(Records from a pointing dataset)

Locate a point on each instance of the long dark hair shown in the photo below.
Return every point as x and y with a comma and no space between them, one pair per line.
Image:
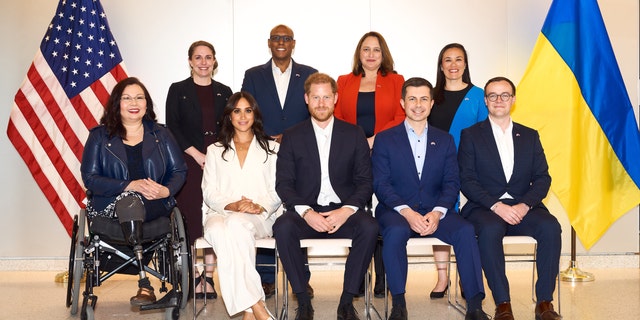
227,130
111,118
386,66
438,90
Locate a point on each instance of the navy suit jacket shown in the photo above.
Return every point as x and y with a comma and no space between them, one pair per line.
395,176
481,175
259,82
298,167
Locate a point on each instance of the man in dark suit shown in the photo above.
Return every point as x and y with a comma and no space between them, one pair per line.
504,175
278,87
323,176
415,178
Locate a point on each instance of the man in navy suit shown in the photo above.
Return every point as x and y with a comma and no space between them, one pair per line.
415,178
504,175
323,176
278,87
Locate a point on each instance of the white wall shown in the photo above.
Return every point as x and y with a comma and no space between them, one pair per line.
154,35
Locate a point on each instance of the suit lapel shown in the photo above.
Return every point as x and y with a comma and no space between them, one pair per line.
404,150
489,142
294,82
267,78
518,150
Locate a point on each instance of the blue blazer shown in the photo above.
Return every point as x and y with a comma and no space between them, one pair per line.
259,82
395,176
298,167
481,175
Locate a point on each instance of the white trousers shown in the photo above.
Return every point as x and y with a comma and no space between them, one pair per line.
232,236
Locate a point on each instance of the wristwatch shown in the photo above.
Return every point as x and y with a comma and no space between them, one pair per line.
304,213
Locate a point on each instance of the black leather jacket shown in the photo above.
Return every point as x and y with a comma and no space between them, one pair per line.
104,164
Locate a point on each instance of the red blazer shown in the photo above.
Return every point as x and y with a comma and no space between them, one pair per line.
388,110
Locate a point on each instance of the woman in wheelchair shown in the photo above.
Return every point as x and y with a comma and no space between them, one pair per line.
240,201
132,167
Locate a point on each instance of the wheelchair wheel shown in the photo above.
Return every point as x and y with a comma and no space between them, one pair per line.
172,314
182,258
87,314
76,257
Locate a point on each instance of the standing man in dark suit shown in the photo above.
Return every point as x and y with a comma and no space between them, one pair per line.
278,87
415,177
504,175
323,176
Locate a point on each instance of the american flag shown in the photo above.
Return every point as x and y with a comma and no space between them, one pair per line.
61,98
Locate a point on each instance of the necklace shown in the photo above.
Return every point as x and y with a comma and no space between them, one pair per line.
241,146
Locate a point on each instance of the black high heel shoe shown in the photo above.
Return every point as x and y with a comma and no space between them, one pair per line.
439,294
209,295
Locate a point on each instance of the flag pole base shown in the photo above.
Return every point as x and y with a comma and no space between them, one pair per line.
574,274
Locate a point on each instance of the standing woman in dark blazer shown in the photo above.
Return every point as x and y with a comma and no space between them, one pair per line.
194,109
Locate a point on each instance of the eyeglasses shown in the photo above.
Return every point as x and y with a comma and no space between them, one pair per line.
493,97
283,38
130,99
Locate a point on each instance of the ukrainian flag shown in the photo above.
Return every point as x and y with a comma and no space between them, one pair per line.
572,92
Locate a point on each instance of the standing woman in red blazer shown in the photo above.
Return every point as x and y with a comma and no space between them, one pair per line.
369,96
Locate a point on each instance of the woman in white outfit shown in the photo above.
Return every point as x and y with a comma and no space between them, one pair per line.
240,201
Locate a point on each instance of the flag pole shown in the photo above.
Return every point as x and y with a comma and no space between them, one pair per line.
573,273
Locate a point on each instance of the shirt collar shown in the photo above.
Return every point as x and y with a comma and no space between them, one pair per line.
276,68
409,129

--

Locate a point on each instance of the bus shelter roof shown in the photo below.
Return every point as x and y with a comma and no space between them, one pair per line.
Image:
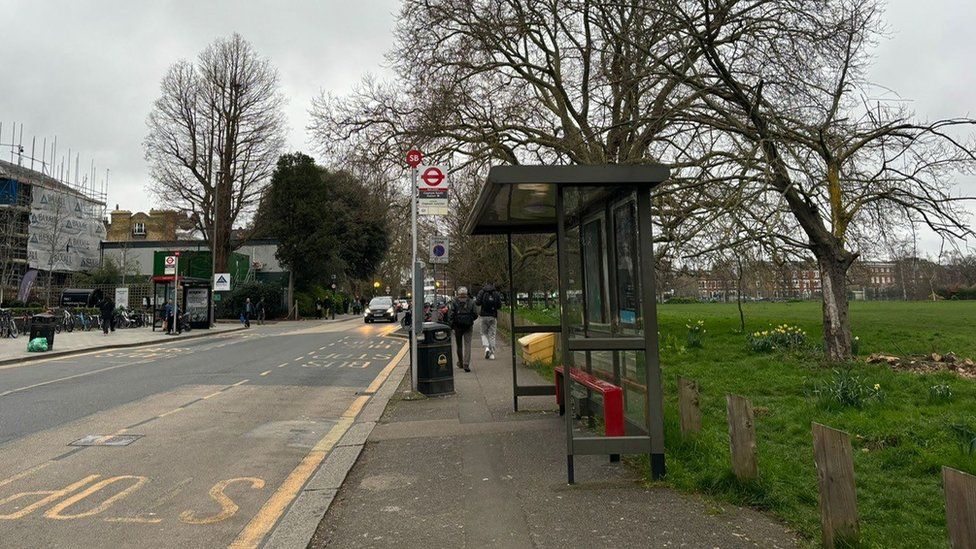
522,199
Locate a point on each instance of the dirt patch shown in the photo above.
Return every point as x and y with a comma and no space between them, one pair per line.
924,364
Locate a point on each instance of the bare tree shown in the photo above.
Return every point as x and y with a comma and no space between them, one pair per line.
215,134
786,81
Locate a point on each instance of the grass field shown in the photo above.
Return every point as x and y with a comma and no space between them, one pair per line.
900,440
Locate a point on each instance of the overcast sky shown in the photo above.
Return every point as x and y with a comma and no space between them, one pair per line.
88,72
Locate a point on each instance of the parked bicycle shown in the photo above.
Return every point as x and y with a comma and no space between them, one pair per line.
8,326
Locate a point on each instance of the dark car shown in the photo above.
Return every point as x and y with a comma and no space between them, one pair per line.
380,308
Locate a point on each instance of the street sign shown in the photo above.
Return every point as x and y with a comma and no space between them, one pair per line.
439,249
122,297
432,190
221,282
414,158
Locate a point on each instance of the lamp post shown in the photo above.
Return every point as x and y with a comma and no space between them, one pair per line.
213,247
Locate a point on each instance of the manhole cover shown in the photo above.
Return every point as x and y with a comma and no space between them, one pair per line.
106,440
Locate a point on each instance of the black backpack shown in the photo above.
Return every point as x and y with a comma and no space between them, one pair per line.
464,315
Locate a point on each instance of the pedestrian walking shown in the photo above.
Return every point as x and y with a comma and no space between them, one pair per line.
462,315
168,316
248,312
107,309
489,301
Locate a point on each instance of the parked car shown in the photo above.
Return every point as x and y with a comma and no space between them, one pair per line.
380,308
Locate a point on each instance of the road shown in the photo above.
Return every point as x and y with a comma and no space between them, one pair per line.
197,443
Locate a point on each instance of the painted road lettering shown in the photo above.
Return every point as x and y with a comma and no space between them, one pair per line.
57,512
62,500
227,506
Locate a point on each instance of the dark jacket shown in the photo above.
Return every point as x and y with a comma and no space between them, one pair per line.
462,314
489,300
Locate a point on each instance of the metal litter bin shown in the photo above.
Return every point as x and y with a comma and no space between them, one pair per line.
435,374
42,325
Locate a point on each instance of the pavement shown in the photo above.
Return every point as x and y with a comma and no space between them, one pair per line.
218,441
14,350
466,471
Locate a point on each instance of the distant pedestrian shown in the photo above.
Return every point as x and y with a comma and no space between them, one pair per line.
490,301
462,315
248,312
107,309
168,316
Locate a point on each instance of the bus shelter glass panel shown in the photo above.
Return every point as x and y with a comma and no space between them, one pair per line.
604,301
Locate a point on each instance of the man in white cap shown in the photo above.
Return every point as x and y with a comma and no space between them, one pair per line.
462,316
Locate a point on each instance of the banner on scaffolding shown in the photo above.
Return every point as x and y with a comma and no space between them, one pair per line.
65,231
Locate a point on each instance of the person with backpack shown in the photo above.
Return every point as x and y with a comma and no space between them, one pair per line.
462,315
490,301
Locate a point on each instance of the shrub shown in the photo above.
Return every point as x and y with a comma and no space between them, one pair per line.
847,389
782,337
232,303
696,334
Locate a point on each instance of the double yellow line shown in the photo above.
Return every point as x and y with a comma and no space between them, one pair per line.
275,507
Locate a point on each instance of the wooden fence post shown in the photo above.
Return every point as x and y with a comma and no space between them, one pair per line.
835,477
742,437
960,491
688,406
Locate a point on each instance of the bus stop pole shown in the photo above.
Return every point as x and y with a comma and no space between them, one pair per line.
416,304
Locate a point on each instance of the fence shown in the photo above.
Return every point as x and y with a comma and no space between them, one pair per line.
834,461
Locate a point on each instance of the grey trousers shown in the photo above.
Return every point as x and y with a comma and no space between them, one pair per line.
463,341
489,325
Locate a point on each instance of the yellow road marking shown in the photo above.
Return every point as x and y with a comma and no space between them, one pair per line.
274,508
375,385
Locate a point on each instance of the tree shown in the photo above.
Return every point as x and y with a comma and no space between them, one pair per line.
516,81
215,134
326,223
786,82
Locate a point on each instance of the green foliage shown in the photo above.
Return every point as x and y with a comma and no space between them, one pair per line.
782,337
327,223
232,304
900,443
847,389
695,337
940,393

==

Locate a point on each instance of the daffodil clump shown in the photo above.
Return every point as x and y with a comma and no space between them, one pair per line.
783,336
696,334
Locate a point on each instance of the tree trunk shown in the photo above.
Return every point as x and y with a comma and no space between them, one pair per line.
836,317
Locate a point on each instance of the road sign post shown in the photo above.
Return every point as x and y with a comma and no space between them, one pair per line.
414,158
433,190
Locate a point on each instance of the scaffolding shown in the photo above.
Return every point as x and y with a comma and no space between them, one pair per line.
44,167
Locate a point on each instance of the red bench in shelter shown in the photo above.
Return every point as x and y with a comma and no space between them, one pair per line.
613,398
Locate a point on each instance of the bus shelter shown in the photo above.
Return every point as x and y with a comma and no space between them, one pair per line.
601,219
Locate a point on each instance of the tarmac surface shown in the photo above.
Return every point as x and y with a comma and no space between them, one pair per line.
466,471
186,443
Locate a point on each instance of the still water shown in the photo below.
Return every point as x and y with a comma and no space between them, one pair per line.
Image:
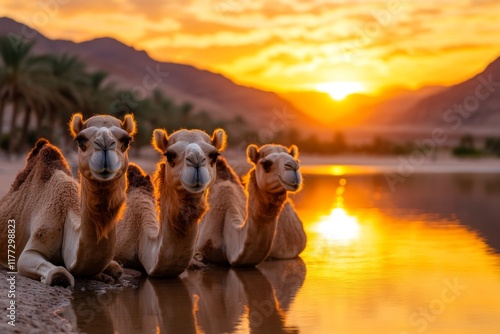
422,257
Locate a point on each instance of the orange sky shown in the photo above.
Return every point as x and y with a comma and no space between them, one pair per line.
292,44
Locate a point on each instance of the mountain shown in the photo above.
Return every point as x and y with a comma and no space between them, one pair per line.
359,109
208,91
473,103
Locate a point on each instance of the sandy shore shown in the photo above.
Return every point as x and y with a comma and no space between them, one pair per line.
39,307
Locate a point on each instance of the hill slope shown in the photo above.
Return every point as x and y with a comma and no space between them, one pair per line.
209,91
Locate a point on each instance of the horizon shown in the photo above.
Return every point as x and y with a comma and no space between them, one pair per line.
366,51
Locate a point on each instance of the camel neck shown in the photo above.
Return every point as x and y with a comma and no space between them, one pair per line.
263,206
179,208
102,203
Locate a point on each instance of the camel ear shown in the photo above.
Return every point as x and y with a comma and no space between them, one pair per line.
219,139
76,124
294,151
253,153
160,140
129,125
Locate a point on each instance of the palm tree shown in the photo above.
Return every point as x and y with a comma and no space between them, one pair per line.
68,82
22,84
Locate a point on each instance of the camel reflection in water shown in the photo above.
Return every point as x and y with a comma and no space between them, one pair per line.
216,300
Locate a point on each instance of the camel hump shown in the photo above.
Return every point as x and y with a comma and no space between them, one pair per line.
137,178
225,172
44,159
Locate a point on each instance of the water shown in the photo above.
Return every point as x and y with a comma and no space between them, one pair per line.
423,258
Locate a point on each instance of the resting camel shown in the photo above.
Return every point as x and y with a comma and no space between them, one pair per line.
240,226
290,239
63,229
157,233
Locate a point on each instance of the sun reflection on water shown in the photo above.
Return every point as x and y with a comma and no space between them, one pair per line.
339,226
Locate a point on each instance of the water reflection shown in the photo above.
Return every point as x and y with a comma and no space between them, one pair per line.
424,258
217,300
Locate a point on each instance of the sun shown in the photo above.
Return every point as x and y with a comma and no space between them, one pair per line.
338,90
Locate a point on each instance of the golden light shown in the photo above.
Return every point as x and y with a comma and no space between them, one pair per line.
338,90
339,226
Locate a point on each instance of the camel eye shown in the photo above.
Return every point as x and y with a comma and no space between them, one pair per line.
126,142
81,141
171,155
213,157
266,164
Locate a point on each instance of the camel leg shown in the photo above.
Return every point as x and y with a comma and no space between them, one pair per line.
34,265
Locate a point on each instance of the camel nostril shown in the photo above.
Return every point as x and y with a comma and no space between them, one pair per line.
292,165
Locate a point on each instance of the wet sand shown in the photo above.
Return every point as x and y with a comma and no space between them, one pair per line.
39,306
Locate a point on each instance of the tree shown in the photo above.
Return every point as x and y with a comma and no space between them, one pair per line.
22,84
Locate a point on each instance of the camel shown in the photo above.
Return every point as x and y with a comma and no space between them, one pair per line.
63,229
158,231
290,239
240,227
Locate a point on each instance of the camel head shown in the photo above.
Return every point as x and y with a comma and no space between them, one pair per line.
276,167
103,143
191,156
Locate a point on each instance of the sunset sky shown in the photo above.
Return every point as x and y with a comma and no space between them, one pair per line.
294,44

§ **Brief**
Select each line of the records above that contains the word "water", and copy every such line in full. Letter case counts.

§ **Answer below**
Locate a point on each instance of the still water shown in the photo below.
Locate a point on each instance of the camel reflection in water shown in the photo above.
Locate a point on each instance of the water shown in the photo above.
Locate a point on each instance of the sun reflection on water shown in the photo above.
Locate a point on each instance of the water reflection shown in the photo above.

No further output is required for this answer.